§ Exercise description: Everything from the line with "If you could mark the tree" through the last line of the records below should be copied exactly, both ends included.

-- -- --

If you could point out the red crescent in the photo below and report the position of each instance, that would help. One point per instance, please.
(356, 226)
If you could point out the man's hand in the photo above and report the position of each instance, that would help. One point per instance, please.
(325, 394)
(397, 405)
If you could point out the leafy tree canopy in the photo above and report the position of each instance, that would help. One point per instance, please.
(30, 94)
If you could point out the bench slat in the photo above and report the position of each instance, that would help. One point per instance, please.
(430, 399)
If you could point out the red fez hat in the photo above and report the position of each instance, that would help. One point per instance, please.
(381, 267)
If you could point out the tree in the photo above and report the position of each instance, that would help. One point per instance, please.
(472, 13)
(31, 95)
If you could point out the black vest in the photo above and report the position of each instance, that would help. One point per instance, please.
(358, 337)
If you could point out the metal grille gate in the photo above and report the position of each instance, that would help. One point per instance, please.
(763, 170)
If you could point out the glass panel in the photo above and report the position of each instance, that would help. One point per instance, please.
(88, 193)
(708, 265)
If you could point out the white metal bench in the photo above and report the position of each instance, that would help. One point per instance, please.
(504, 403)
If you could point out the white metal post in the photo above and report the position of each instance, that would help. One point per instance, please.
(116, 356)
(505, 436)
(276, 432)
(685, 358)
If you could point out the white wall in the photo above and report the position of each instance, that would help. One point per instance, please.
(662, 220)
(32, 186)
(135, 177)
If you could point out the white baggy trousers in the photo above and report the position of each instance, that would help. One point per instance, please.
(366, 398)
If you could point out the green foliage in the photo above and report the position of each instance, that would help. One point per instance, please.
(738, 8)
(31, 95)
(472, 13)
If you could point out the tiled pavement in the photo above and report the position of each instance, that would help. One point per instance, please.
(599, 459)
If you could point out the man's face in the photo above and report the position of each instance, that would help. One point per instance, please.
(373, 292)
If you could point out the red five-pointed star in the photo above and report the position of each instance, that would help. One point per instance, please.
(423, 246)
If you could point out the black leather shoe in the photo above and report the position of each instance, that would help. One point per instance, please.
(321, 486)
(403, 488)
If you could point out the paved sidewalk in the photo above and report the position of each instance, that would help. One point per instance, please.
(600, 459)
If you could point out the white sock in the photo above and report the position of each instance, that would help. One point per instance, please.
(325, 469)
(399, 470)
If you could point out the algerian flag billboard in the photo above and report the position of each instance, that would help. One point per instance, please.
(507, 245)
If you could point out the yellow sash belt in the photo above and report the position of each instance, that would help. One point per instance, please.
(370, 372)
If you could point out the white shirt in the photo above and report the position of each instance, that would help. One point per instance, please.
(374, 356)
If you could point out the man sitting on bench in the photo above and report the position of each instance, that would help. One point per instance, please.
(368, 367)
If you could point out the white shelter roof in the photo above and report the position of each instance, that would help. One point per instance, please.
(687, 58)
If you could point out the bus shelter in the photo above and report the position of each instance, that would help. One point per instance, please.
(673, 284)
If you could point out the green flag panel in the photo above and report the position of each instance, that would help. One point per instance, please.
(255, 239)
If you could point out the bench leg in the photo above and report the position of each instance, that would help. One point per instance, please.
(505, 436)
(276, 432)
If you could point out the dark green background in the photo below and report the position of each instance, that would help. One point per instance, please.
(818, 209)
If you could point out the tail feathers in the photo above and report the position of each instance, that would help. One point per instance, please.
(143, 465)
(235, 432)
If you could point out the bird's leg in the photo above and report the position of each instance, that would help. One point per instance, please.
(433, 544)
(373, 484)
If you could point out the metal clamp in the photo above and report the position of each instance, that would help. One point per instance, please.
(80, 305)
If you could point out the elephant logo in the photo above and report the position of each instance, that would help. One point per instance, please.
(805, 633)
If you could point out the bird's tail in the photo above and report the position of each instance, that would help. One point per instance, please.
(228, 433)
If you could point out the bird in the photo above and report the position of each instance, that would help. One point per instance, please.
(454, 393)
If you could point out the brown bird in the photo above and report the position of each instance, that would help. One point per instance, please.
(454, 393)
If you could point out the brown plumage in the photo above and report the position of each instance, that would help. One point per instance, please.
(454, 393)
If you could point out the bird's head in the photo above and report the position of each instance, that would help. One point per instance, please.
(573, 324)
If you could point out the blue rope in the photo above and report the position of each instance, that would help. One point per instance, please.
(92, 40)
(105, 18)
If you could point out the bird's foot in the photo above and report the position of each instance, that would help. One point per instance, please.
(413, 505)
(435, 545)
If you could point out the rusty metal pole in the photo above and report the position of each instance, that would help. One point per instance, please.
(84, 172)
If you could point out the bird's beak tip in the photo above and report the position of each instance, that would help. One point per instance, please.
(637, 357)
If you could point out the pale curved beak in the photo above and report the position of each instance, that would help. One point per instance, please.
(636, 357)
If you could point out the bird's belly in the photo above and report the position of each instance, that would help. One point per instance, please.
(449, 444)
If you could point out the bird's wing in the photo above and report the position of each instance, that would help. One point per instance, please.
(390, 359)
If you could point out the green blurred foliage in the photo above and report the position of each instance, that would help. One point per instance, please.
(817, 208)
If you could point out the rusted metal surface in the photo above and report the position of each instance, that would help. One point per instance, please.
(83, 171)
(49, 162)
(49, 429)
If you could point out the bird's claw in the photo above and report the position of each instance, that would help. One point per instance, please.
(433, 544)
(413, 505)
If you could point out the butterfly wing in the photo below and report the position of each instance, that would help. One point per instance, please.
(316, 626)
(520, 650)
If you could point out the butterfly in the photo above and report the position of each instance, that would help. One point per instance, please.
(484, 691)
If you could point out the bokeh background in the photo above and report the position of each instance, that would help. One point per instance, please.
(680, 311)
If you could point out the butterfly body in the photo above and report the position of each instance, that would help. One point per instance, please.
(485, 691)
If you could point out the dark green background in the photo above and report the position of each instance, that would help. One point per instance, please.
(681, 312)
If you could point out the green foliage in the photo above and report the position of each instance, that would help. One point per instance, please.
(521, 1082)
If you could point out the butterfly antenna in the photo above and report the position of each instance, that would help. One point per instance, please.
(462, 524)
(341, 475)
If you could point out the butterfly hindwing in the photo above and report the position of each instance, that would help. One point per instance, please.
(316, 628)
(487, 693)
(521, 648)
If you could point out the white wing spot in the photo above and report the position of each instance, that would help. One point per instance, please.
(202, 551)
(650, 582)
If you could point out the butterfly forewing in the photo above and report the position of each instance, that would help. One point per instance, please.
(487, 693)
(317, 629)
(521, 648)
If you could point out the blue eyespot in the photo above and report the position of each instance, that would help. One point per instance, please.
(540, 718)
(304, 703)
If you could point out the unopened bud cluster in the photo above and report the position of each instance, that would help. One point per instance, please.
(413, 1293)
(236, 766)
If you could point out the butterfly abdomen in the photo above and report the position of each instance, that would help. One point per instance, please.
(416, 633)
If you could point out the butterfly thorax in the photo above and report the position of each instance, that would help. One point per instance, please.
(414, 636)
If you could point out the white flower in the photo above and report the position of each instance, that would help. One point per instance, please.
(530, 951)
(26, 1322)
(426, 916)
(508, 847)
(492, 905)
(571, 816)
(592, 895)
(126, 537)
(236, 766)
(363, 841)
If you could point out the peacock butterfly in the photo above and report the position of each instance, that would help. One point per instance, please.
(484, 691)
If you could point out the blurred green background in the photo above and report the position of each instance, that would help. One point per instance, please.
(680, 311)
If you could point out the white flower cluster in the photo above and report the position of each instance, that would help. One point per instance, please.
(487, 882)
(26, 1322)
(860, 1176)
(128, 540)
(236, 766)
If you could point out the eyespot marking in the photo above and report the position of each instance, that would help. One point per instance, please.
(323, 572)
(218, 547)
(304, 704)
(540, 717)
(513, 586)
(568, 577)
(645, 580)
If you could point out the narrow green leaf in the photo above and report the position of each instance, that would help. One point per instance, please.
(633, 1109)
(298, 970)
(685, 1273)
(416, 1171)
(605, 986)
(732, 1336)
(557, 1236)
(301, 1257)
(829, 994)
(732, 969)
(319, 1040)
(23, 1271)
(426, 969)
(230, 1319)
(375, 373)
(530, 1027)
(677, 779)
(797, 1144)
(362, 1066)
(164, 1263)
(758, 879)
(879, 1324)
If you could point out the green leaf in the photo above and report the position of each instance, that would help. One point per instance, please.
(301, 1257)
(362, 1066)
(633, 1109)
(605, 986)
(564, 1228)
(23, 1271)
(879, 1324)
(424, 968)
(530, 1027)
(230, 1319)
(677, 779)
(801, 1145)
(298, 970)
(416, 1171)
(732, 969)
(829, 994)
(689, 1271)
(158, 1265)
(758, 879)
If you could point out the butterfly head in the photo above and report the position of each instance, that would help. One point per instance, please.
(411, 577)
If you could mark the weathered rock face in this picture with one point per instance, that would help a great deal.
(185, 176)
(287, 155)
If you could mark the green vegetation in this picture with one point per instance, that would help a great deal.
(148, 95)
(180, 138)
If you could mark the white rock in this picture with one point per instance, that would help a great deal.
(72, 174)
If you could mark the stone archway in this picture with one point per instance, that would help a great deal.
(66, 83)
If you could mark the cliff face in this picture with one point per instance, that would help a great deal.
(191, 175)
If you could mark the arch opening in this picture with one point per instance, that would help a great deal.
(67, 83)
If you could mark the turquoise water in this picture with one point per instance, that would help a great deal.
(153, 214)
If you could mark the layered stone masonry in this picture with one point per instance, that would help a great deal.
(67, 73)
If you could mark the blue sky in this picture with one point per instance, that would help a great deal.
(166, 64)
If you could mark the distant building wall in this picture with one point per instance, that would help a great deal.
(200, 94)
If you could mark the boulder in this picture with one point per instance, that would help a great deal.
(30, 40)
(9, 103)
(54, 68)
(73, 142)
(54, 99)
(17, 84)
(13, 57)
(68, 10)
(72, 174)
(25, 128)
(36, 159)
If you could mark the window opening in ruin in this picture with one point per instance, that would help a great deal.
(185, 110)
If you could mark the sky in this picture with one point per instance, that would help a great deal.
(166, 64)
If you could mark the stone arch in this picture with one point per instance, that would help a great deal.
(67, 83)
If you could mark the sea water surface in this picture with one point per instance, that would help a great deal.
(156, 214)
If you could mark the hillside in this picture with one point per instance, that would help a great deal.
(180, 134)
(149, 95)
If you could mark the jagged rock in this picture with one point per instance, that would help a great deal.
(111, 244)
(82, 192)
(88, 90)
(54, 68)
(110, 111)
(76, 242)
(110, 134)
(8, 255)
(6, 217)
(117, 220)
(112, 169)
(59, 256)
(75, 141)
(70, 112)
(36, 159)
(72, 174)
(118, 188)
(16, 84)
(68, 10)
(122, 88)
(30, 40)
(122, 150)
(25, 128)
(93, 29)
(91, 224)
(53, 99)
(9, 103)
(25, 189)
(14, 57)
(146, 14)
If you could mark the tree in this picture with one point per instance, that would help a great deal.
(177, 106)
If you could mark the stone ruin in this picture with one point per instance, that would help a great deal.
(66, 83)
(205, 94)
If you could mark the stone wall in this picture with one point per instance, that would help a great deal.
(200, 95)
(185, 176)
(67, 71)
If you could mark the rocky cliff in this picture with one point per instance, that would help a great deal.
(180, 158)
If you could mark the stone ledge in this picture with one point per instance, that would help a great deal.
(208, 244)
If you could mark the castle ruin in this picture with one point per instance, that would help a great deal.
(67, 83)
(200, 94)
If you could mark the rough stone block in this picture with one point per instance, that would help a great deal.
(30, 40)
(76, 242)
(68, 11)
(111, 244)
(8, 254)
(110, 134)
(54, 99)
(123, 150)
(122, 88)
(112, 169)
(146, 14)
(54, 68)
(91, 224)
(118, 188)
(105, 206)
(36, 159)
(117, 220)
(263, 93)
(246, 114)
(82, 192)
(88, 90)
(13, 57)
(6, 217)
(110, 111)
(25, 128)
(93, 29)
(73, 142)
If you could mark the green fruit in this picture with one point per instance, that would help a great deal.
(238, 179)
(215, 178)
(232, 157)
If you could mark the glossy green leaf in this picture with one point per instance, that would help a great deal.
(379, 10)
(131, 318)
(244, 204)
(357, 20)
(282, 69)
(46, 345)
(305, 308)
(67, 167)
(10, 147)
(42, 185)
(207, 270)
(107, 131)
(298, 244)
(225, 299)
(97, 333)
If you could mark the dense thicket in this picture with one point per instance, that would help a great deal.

-- -- --

§ Written solution:
If you could mark the tree in this picture with one point per instance, that would help a great deal.
(177, 106)
If you could mark the stone ruin in this picture with one point per instance, that would help a great deal.
(66, 83)
(205, 94)
If you could mark the stone wall in this picture with one point per instance, that would help a great deal.
(200, 95)
(185, 176)
(67, 71)
If you could mark the rocky cliff in this picture with one point per instance, that would help a great deal.
(180, 158)
If you could mark the stone ledge in this picture with one point per instance, that would help a great deal.
(208, 244)
If you could mark the castle ruin in this picture with one point per instance, that would help a great deal.
(67, 83)
(200, 94)
If you could mark the rough stone block in this picture with one point per instance, that would help a great deal.
(30, 40)
(76, 242)
(68, 11)
(111, 244)
(8, 254)
(110, 134)
(54, 99)
(123, 150)
(122, 88)
(112, 169)
(146, 14)
(54, 68)
(91, 224)
(118, 188)
(105, 206)
(36, 159)
(117, 220)
(263, 93)
(246, 114)
(82, 192)
(88, 90)
(13, 57)
(6, 217)
(110, 111)
(25, 128)
(93, 29)
(73, 142)
If you could mark the green fruit in this picture with one point per instance, that would help a great deal.
(238, 179)
(215, 178)
(232, 157)
If you could mark the glossy green leaf in this picture with one point per instance, that would help a great deal.
(379, 10)
(131, 318)
(244, 204)
(357, 20)
(282, 69)
(46, 345)
(305, 308)
(67, 167)
(10, 147)
(42, 185)
(207, 270)
(107, 131)
(298, 244)
(225, 299)
(97, 333)
If you could mark the dense thicket in this picture with one point per instance, that would help a great deal.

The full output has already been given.